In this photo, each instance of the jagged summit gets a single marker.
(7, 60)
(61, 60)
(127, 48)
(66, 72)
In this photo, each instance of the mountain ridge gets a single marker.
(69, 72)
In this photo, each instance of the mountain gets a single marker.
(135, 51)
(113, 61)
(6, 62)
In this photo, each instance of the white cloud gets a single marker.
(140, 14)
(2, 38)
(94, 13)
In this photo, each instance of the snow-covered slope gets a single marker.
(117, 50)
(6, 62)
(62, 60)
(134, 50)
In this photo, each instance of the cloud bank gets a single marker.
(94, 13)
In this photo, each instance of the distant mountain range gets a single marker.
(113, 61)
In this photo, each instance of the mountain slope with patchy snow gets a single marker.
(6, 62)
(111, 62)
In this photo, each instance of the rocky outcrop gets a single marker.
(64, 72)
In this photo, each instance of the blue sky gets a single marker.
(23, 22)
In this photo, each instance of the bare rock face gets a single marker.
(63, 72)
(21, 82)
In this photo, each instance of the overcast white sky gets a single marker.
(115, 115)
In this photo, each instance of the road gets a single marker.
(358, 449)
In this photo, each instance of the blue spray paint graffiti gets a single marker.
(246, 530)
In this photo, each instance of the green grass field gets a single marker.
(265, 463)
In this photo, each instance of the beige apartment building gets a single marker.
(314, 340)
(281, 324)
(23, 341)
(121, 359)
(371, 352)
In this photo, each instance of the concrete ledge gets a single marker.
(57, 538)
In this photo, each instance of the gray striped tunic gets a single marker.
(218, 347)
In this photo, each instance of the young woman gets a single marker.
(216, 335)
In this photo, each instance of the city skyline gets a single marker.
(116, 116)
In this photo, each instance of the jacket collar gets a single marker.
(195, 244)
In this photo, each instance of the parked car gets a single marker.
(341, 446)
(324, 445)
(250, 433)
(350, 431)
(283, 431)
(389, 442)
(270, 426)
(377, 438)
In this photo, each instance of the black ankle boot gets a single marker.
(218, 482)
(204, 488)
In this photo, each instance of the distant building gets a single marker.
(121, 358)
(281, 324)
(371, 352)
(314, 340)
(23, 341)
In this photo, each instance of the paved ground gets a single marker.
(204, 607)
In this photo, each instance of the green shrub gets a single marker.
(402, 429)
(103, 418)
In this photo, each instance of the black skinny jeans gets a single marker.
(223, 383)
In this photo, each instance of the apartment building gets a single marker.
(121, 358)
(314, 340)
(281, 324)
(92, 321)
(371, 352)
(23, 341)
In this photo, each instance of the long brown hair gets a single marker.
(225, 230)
________________________________________
### Work to be completed
Reproduce every one of the records above word for word, in the same order.

### Output for this task
In this photo, each instance of the jagged summit gets a single marker.
(7, 60)
(61, 60)
(127, 48)
(66, 72)
In this photo, each instance of the mountain ridge gets a single marker.
(69, 72)
In this photo, each instance of the mountain gets a single marker.
(135, 51)
(113, 61)
(6, 62)
In this photo, each instance of the white cloud gets a single marker.
(140, 14)
(2, 38)
(94, 13)
In this photo, each instance of the snow-covered slope gets a single marker.
(117, 50)
(6, 62)
(62, 60)
(134, 50)
In this photo, each instance of the cloud bank gets a single marker.
(94, 13)
In this photo, each instance of the distant mountain range gets a single marker.
(113, 61)
In this photo, each instance of the mountain slope with patchy snow gets a single marker.
(6, 62)
(111, 62)
In this photo, each instance of the rocky outcrop gets a single marker.
(64, 72)
In this photo, each instance of the blue sky gets a single marker.
(23, 22)
In this photo, each instance of the bare rock face gets a single marker.
(63, 72)
(21, 82)
In this photo, each instance of the overcast white sky gets a single marker.
(115, 115)
In this photo, each instance of the road gets a single marker.
(358, 449)
In this photo, each instance of the blue spray paint graffiti gets a single marker.
(246, 530)
In this photo, each instance of the green grass field gets a single marker.
(265, 463)
In this photo, each instance of the beige apartment building gets a single marker.
(314, 340)
(281, 324)
(23, 341)
(121, 359)
(371, 352)
In this photo, each instance of the concrete ledge gets a single marker.
(57, 538)
In this photo, each instance of the gray striped tunic gets a single marker.
(218, 347)
In this photo, each instance of the young woman gets a single marker.
(216, 335)
In this photo, each instance of the city skyline gets a single marker.
(116, 116)
In this photo, each instance of the jacket collar gets a single marker.
(195, 244)
In this photo, each instance of the parked car gets a single marker.
(341, 446)
(324, 445)
(250, 433)
(350, 431)
(283, 431)
(389, 442)
(270, 426)
(377, 438)
In this photo, each instance of the black ankle boot gets a single marker.
(218, 482)
(204, 488)
In this photo, each instance of the distant building gets a single marker.
(121, 358)
(281, 324)
(371, 352)
(314, 340)
(23, 341)
In this photo, each instance of the paved ground gets a single marker.
(204, 607)
In this photo, each instance of the green shrub gets a single marker.
(402, 429)
(103, 418)
In this photo, each instance of the black skinny jeans gets a single marker.
(223, 383)
In this photo, each instance of the apartment building gets a single marker.
(121, 358)
(314, 340)
(281, 324)
(92, 321)
(371, 352)
(23, 341)
In this photo, each instance of the long brown hair gets a single marker.
(225, 230)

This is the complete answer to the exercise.